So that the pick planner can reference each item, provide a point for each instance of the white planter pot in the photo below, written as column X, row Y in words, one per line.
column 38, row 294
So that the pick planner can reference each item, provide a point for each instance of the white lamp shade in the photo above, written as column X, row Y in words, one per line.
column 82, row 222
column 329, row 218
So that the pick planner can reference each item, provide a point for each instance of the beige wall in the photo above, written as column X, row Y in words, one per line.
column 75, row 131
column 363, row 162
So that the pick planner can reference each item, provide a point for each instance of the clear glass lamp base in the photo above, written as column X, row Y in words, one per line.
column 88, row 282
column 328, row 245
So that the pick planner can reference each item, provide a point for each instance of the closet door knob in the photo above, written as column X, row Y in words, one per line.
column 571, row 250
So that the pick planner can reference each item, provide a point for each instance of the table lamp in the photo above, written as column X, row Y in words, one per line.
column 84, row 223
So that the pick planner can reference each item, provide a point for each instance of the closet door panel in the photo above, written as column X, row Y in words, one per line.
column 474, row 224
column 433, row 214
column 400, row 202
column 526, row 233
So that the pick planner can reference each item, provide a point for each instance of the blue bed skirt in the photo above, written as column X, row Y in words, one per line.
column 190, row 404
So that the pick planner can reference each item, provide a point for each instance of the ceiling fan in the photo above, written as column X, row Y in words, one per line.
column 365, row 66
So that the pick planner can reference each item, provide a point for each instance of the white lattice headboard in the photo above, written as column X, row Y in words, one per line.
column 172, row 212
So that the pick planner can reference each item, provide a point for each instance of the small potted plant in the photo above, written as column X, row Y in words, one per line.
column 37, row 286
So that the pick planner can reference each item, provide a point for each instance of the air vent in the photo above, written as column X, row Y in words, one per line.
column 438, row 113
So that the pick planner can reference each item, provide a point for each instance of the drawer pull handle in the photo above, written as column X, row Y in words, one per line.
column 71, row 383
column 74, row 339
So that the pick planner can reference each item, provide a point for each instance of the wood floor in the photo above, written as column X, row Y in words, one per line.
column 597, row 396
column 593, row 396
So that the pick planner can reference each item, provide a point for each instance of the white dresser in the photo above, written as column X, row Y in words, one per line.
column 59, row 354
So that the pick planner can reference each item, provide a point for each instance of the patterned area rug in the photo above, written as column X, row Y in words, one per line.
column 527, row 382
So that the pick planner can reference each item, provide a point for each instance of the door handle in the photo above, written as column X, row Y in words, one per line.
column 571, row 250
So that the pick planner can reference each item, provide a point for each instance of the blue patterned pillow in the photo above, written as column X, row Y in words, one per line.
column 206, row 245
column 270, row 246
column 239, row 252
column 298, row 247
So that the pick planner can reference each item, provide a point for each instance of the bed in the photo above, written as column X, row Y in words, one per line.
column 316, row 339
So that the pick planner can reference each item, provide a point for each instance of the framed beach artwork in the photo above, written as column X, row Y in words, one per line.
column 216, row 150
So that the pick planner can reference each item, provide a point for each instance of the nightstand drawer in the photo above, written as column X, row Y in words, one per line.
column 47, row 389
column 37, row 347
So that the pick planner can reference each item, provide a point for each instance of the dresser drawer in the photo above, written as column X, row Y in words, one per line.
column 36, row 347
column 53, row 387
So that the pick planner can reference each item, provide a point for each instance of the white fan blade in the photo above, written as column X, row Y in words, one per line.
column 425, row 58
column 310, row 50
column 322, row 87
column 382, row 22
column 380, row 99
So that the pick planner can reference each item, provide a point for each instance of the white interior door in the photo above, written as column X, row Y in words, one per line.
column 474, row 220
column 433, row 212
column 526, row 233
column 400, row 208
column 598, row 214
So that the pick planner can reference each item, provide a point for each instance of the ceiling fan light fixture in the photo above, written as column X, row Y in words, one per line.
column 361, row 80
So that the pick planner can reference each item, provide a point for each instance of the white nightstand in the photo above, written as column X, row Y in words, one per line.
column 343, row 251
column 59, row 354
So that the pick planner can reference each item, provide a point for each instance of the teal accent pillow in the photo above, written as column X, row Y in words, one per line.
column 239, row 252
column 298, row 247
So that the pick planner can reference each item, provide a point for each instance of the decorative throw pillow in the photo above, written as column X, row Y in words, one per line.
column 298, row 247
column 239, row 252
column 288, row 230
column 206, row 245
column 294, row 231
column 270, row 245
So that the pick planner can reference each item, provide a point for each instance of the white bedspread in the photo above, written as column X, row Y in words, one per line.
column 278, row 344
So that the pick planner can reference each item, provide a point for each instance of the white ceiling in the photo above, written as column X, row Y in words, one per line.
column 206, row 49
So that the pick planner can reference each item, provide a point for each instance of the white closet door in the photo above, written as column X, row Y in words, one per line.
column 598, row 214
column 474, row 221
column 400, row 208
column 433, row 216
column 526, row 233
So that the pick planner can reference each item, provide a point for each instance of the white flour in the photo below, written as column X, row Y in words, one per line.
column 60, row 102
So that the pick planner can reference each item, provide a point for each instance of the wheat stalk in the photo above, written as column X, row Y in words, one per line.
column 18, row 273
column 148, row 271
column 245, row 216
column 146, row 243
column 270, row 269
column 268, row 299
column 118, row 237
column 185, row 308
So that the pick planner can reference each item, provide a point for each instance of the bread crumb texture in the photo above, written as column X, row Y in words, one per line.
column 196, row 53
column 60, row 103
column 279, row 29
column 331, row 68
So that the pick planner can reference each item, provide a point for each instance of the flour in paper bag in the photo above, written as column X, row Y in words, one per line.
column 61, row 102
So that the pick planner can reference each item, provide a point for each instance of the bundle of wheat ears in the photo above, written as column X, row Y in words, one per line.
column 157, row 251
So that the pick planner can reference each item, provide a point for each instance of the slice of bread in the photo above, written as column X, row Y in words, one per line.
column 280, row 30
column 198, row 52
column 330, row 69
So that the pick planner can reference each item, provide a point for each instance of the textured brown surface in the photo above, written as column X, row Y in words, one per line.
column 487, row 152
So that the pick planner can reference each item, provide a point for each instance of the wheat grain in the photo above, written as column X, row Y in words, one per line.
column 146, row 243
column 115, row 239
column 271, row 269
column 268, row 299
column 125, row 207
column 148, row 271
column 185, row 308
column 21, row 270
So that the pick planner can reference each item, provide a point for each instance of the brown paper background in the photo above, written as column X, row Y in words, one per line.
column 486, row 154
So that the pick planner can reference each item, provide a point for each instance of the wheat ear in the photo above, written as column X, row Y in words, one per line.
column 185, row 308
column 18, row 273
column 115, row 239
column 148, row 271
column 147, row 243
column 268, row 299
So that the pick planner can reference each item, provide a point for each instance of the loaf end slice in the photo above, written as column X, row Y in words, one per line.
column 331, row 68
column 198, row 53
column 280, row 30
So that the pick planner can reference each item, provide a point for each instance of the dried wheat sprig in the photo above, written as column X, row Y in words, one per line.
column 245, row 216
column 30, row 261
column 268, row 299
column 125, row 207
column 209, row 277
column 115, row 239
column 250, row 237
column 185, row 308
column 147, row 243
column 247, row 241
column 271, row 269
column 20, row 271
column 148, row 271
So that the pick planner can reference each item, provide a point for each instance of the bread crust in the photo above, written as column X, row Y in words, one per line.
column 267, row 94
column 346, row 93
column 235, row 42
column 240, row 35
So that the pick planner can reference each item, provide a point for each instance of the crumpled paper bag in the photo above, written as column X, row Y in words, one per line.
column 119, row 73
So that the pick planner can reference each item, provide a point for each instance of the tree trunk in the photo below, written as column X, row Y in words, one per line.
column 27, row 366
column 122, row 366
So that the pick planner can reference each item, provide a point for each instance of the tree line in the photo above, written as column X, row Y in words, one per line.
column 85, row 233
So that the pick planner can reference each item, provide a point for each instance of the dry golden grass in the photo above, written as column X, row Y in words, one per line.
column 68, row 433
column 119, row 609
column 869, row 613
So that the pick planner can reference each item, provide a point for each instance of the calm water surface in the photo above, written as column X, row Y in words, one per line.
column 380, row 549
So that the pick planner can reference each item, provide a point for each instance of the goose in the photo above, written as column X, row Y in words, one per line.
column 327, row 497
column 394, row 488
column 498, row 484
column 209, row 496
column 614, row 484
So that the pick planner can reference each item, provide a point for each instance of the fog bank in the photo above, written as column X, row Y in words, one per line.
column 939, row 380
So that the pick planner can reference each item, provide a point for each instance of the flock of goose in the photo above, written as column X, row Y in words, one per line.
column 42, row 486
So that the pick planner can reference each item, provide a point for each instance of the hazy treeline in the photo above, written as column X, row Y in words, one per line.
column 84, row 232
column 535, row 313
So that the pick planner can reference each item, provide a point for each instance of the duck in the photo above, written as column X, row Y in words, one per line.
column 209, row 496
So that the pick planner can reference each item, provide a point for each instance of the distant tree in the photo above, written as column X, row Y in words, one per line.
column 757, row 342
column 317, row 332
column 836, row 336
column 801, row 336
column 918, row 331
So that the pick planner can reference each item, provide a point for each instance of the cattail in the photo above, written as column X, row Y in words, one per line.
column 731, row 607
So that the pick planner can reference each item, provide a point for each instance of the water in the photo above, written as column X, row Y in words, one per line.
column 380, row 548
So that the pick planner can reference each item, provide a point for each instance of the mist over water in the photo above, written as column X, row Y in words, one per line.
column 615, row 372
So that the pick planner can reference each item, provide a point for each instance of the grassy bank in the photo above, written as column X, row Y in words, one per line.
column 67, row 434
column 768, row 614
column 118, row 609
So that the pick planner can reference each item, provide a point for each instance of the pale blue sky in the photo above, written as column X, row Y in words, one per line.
--*--
Return, word for word, every line from the first one above through the line containing "column 363, row 162", including both of those lines.

So that the pick planner can reference each item, provide a point for each instance of the white planter pot in the photo below, written as column X, row Y in words, one per line.
column 38, row 294
So that the pick planner can reference each item, provide a point for each instance of the white lamp shade in the photo above, written as column X, row Y in words, one per line.
column 82, row 222
column 329, row 218
So that the pick planner can reference each item, provide a point for each instance of the beige wall in the photo above, written as column X, row Y in words, one per line.
column 75, row 131
column 363, row 162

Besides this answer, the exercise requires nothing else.